- Opening Delimiter -

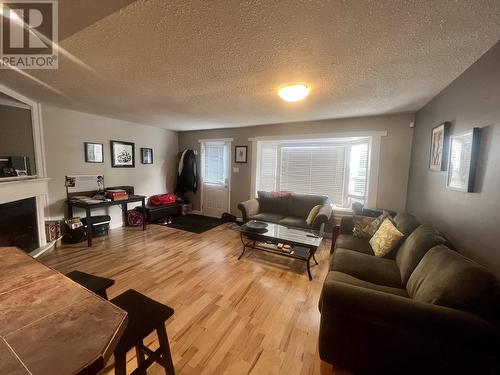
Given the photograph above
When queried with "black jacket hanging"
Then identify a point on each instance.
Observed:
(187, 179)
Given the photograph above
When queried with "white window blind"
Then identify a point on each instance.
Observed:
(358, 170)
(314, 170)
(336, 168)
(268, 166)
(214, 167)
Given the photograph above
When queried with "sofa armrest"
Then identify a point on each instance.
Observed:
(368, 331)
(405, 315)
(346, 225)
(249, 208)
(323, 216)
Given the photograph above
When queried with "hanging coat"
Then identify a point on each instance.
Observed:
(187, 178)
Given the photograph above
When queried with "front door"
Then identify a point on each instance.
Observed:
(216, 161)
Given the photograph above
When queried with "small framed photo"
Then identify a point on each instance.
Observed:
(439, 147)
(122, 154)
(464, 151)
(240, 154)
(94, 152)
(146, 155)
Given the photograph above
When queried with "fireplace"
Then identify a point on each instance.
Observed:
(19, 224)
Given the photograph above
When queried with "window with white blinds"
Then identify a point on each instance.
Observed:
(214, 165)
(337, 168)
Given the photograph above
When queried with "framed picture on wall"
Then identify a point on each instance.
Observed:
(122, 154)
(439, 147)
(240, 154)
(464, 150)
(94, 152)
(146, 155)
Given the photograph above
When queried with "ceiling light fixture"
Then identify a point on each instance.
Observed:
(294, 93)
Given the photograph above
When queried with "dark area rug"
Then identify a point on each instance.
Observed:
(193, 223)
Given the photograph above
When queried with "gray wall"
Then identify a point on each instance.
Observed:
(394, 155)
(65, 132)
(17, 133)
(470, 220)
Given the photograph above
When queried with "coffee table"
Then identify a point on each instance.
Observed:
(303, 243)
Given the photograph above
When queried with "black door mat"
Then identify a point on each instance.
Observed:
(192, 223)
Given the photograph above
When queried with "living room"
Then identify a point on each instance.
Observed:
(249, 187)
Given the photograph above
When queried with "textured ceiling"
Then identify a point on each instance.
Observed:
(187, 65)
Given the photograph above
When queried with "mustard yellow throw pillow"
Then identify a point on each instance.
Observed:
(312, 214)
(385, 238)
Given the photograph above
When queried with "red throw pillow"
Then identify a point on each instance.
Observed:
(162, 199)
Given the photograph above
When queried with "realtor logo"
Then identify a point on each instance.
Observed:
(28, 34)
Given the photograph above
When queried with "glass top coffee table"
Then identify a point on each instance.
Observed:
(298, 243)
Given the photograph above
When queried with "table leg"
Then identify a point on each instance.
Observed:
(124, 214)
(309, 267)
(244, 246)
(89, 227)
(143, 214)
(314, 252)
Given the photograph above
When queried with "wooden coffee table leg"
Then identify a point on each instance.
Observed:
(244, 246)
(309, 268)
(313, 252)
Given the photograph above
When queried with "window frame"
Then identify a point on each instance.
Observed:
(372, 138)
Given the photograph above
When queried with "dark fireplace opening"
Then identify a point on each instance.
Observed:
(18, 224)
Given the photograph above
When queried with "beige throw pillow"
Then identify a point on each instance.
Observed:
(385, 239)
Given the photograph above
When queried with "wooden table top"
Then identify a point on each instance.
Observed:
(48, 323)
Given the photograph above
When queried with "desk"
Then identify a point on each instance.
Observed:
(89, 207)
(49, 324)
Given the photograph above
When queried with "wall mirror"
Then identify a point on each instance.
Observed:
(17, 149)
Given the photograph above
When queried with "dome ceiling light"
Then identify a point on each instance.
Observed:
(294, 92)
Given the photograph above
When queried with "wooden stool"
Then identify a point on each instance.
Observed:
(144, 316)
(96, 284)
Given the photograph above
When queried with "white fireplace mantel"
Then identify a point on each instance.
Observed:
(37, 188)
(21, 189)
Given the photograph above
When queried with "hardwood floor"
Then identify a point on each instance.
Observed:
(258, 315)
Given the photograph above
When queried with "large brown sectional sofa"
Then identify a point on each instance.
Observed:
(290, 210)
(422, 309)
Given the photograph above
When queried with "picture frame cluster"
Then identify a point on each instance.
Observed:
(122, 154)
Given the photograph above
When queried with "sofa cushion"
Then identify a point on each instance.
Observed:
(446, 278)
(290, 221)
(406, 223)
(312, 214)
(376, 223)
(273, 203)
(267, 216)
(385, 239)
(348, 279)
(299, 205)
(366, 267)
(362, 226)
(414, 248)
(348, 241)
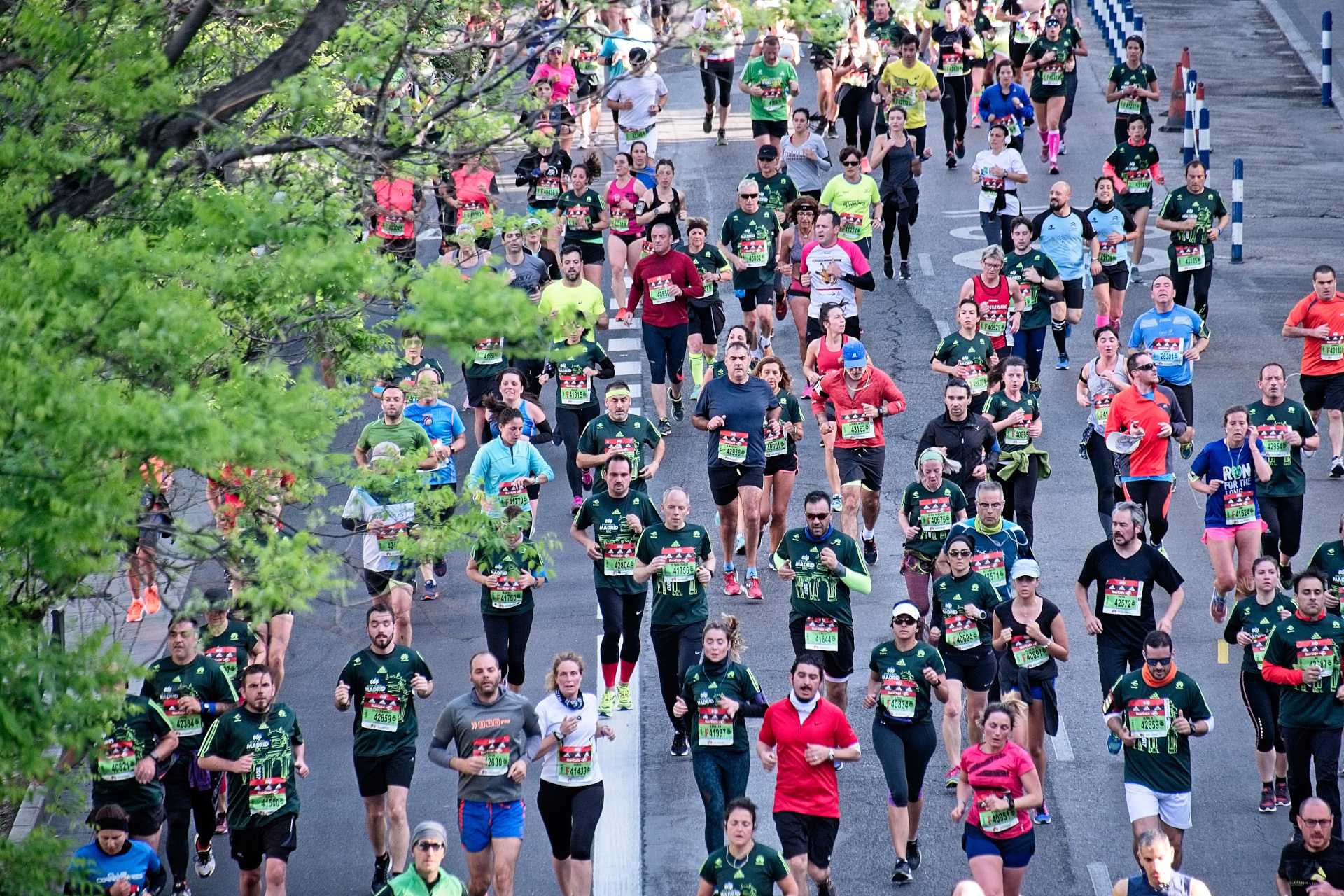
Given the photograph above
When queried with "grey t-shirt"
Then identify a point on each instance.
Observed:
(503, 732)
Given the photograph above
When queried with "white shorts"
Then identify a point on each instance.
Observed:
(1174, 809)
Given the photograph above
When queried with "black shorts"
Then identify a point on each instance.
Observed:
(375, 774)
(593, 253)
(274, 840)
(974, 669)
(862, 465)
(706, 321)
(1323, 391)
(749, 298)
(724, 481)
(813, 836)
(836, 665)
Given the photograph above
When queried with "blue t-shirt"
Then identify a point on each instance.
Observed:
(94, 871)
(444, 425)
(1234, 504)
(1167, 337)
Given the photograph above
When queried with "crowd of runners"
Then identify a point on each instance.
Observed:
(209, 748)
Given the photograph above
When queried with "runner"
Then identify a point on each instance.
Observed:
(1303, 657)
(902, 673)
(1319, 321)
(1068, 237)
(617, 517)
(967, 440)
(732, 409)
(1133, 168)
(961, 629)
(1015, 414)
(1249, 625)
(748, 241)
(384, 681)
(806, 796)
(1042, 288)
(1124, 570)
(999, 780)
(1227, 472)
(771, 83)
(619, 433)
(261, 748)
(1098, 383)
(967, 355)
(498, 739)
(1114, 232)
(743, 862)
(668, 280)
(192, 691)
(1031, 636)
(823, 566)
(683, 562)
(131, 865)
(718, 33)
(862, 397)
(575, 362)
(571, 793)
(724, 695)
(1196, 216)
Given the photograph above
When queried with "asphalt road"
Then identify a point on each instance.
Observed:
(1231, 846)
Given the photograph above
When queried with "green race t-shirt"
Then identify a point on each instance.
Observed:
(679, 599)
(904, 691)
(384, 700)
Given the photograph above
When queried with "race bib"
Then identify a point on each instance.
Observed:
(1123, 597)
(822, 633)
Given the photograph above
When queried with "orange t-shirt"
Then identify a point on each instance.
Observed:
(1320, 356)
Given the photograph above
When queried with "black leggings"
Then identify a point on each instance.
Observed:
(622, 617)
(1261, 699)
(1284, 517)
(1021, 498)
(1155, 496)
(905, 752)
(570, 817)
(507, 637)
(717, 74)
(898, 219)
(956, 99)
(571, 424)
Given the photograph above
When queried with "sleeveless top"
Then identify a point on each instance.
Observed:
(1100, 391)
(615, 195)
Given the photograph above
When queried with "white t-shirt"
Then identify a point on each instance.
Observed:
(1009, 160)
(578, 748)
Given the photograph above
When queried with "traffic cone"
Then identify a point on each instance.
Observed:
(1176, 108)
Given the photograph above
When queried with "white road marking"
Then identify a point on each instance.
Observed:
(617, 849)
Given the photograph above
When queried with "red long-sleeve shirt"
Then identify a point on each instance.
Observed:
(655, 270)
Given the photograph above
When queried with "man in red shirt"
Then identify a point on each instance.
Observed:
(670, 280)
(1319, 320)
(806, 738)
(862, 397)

- Closing Delimiter -

# Work to complete
Return all lines from the material that contain "road".

# Solution to this task
When queried with "asphalt road"
When queried with "white road marking"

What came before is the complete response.